• **TRECHO DO DOCUMENTO**:
_ _ _ _ _ _ _

O conceito de Patrimônio Cultural no Brasil foi definido por Decreto-lei

de 1937 como “o conjunto de bens móveis e imóveis existentes no país cuja

conservação seja de interesse público quer por sua vinculação a fatos

memoráveis quer pelo seu excepcional valor arqueológico ou etnográfico,

bibliográfico ou artístico". Ao longo dos tempos, a esta noção foram sendo

incorporadas outras formulações, como a da Carta do México em Defesa do

Patrimônio Cultural (1972), fundamentada num coletivo “dos produtos

artísticos, artesanais e técnicos, das expressões literárias, linguísticas e

musicais, dos usos e costumes de todos os povos e grupos étnicos, do

passado e do presente".

Na capital do estado de Sergipe, no nordeste do Brasil, o Museu da

Gente Sergipana (MGS) foi fundado pelo Instituto Banese, associação sem

fins lucrativos criada e mantida pelo Banco do Estado de Sergipe e empresas

a ele relacionadas, para promover o patrimônio cultural. Sua exposição

permanente proporciona contato com manifestações, paisagens naturais e

tipos humanos, juntamente com história, culinária, festividades, costumes e a

expressão oral de Sergipe.

_ _ _ _ _ _ _

• **TAREFAS ESCRITAS**:
1 – De acordo com o trecho sobre patrimônio cultural, qual instituição fundou o Museu da Gente Sergipana?
2 – No trecho sobre patrimônio cultural, reproduza a passagem entre "Gente Sergipana (MGS)" e "oral de Sergipe.", inclusive, trocando "exposição" por "mostra".

• **MATERIAL FORNECIDO**:
_ _ _ _ _ _ _

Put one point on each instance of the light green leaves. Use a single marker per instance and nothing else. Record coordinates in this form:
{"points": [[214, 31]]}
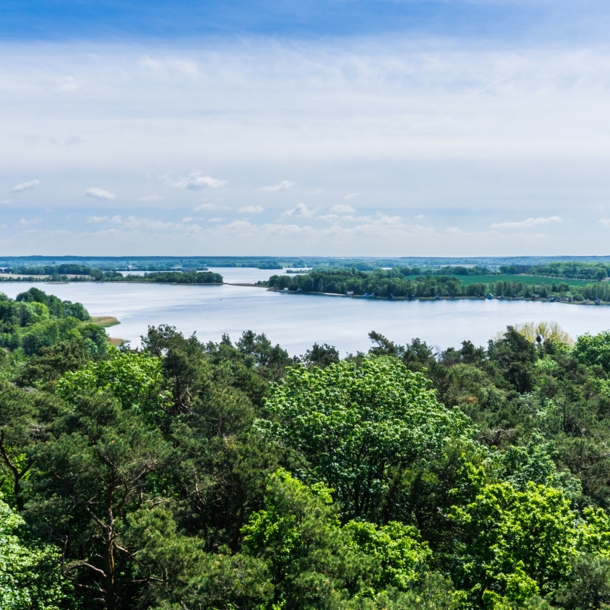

_ _ _ _ _ _ _

• **RESPOSTAS ÀS TAREFAS**:
1 – O Instituto Banese.

2 –
Gente Sergipana (MGS) foi fundado pelo Instituto Banese, associação sem

fins lucrativos criada e mantida pelo Banco do Estado de Sergipe e empresas

a ele relacionadas, para promover o patrimônio cultural. Sua mostra

permanente proporciona contato com manifestações, paisagens naturais e

tipos humanos, juntamente com história, culinária, festividades, costumes e a

expressão oral de Sergipe.